## DIRECTIONS
Beneath this line is the data. Output exactly the lines from the line with "Target: person standing in boat" to the line with "Target: calm water surface", both ends included, and nothing more.

■ ■ ■ ■ ■ ■ ■

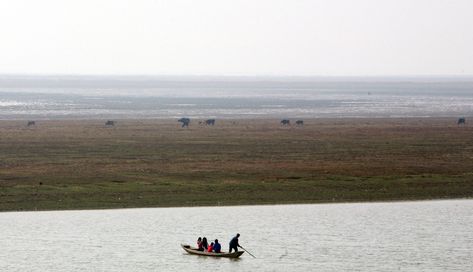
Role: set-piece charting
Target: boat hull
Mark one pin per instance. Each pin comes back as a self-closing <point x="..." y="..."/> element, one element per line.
<point x="192" y="250"/>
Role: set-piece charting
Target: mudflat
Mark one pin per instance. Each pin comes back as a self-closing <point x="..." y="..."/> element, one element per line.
<point x="83" y="164"/>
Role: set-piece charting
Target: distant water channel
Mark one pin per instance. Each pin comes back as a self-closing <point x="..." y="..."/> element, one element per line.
<point x="141" y="98"/>
<point x="399" y="236"/>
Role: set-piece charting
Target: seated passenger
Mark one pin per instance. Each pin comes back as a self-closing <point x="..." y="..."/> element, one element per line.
<point x="211" y="247"/>
<point x="205" y="244"/>
<point x="199" y="245"/>
<point x="217" y="247"/>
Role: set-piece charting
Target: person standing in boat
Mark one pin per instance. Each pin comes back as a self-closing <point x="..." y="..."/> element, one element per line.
<point x="234" y="245"/>
<point x="205" y="244"/>
<point x="199" y="244"/>
<point x="211" y="247"/>
<point x="217" y="247"/>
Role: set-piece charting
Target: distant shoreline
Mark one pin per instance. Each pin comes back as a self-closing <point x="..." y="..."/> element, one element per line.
<point x="83" y="164"/>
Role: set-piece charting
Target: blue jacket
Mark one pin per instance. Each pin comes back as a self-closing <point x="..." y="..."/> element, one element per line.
<point x="234" y="242"/>
<point x="217" y="247"/>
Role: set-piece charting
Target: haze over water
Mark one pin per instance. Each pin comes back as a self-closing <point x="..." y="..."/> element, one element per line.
<point x="62" y="97"/>
<point x="398" y="236"/>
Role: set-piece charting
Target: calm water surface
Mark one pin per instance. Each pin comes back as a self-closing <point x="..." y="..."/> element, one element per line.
<point x="407" y="236"/>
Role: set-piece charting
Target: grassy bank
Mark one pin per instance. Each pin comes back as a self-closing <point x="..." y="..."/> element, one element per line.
<point x="83" y="164"/>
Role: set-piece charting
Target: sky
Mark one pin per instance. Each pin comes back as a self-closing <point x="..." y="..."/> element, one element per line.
<point x="237" y="37"/>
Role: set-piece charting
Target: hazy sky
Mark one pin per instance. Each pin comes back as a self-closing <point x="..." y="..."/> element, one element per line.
<point x="237" y="37"/>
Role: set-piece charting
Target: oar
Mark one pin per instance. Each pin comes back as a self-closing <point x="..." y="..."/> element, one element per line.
<point x="248" y="252"/>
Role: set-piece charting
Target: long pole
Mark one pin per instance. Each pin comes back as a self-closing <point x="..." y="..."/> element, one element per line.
<point x="248" y="252"/>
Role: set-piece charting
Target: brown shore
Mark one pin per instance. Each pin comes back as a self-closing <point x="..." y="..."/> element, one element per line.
<point x="82" y="164"/>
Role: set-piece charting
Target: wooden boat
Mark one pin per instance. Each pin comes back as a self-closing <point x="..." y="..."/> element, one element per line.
<point x="193" y="250"/>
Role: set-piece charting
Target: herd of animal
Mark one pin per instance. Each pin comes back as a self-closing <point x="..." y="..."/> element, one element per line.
<point x="211" y="122"/>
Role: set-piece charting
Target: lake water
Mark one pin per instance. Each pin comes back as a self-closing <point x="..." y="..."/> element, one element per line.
<point x="398" y="236"/>
<point x="151" y="97"/>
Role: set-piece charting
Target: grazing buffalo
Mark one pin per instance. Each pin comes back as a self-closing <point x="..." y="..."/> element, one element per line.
<point x="285" y="122"/>
<point x="110" y="123"/>
<point x="210" y="122"/>
<point x="185" y="122"/>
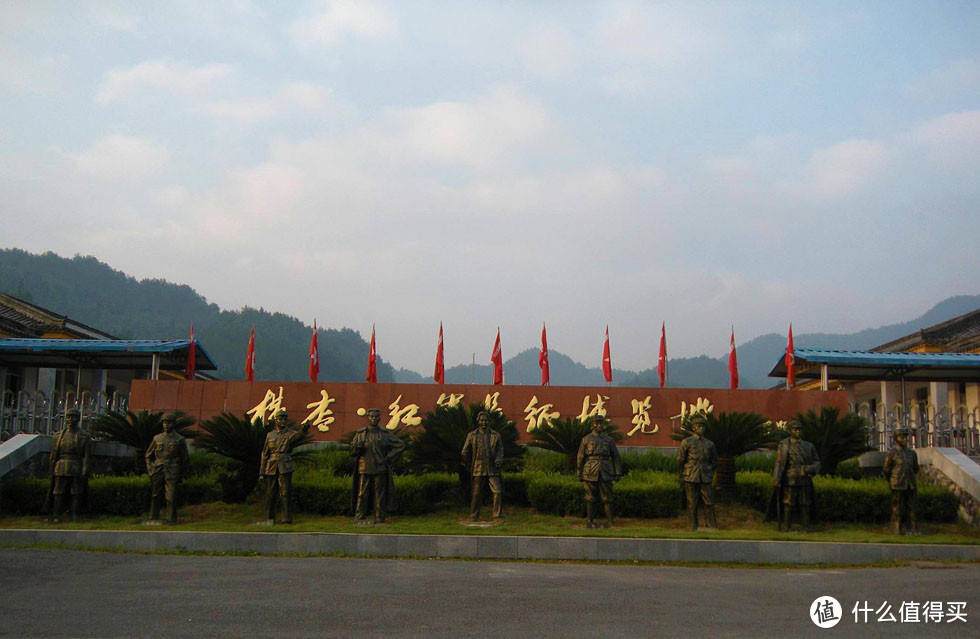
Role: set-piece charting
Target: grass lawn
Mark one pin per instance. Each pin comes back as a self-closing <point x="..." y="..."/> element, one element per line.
<point x="735" y="521"/>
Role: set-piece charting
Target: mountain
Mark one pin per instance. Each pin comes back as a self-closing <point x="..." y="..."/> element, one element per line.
<point x="91" y="292"/>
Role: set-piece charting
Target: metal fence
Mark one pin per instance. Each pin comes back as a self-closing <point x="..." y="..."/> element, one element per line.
<point x="928" y="425"/>
<point x="40" y="413"/>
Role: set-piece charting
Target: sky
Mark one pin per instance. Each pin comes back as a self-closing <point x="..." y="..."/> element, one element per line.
<point x="503" y="164"/>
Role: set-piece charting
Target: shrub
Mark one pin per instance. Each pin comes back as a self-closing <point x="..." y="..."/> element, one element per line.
<point x="137" y="430"/>
<point x="652" y="460"/>
<point x="564" y="436"/>
<point x="849" y="500"/>
<point x="836" y="438"/>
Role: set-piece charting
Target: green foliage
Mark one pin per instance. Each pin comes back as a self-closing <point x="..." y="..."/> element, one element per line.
<point x="861" y="501"/>
<point x="543" y="461"/>
<point x="241" y="441"/>
<point x="836" y="438"/>
<point x="649" y="460"/>
<point x="129" y="496"/>
<point x="645" y="494"/>
<point x="564" y="434"/>
<point x="137" y="430"/>
<point x="90" y="291"/>
<point x="438" y="446"/>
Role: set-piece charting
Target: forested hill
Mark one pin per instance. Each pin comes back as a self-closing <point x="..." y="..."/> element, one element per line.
<point x="91" y="292"/>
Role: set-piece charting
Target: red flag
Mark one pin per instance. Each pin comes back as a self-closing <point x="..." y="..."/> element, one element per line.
<point x="250" y="357"/>
<point x="314" y="356"/>
<point x="732" y="364"/>
<point x="497" y="358"/>
<point x="790" y="360"/>
<point x="372" y="373"/>
<point x="440" y="373"/>
<point x="662" y="360"/>
<point x="543" y="358"/>
<point x="191" y="357"/>
<point x="606" y="359"/>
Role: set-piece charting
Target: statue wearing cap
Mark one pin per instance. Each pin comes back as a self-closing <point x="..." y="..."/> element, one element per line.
<point x="697" y="459"/>
<point x="797" y="462"/>
<point x="376" y="449"/>
<point x="900" y="469"/>
<point x="482" y="456"/>
<point x="598" y="466"/>
<point x="69" y="464"/>
<point x="276" y="466"/>
<point x="167" y="461"/>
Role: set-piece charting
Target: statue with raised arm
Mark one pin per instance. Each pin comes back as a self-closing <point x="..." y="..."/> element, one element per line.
<point x="376" y="449"/>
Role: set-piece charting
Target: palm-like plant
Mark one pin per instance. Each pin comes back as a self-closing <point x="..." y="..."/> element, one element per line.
<point x="836" y="438"/>
<point x="735" y="434"/>
<point x="137" y="430"/>
<point x="564" y="435"/>
<point x="438" y="445"/>
<point x="238" y="439"/>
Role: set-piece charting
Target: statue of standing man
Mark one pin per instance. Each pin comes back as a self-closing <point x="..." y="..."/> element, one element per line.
<point x="376" y="449"/>
<point x="697" y="459"/>
<point x="483" y="455"/>
<point x="792" y="479"/>
<point x="598" y="466"/>
<point x="901" y="468"/>
<point x="167" y="461"/>
<point x="69" y="464"/>
<point x="276" y="466"/>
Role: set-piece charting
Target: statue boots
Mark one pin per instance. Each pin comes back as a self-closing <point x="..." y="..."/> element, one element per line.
<point x="709" y="515"/>
<point x="786" y="522"/>
<point x="609" y="516"/>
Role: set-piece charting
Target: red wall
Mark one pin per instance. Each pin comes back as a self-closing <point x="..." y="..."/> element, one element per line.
<point x="206" y="399"/>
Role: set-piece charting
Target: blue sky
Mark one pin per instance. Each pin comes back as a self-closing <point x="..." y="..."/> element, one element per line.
<point x="494" y="164"/>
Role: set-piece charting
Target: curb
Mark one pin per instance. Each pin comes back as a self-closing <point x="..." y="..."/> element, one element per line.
<point x="492" y="547"/>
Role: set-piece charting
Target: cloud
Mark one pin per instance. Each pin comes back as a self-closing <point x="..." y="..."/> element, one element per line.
<point x="951" y="141"/>
<point x="844" y="168"/>
<point x="341" y="20"/>
<point x="119" y="157"/>
<point x="295" y="96"/>
<point x="165" y="75"/>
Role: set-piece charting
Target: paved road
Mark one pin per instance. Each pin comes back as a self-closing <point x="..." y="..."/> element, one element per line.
<point x="60" y="593"/>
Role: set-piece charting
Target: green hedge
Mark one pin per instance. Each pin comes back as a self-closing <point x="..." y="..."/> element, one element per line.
<point x="107" y="495"/>
<point x="849" y="500"/>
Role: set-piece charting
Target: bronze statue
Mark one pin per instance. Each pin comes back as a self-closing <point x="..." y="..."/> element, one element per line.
<point x="69" y="464"/>
<point x="598" y="466"/>
<point x="276" y="466"/>
<point x="167" y="461"/>
<point x="697" y="459"/>
<point x="376" y="449"/>
<point x="901" y="467"/>
<point x="483" y="455"/>
<point x="792" y="479"/>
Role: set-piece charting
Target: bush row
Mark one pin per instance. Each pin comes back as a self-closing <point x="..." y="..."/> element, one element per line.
<point x="641" y="494"/>
<point x="850" y="500"/>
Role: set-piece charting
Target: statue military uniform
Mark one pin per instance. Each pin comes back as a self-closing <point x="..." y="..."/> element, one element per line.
<point x="69" y="464"/>
<point x="276" y="465"/>
<point x="483" y="455"/>
<point x="796" y="463"/>
<point x="167" y="460"/>
<point x="376" y="449"/>
<point x="901" y="467"/>
<point x="697" y="459"/>
<point x="598" y="466"/>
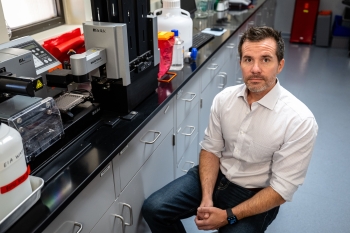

■ ■ ■ ■ ■ ■ ■

## WRITTEN SOLUTION
Target: person standing in boat
Mark one pin per instance. Each pin comes back as a self-closing <point x="..." y="..."/> element, one element per line.
<point x="234" y="245"/>
<point x="205" y="244"/>
<point x="199" y="244"/>
<point x="211" y="247"/>
<point x="217" y="247"/>
Role: set-piece charting
Target: distant shoreline
Mark one pin per instance. Each pin comes back as a self-closing <point x="..." y="..."/> element, one element per line.
<point x="83" y="164"/>
Role: set-piece charting
Target: blue jacket
Mark one pin per instance. Each pin comes back as a self-closing <point x="..." y="..."/> element, one element per line.
<point x="234" y="242"/>
<point x="217" y="247"/>
Role: set-piece charting
Target: haze over water
Mark one pin per instance. Each pin comes back as a self-closing <point x="..." y="..."/> element, one element per line.
<point x="62" y="97"/>
<point x="398" y="236"/>
Role: set-piece charting
Target: calm water surface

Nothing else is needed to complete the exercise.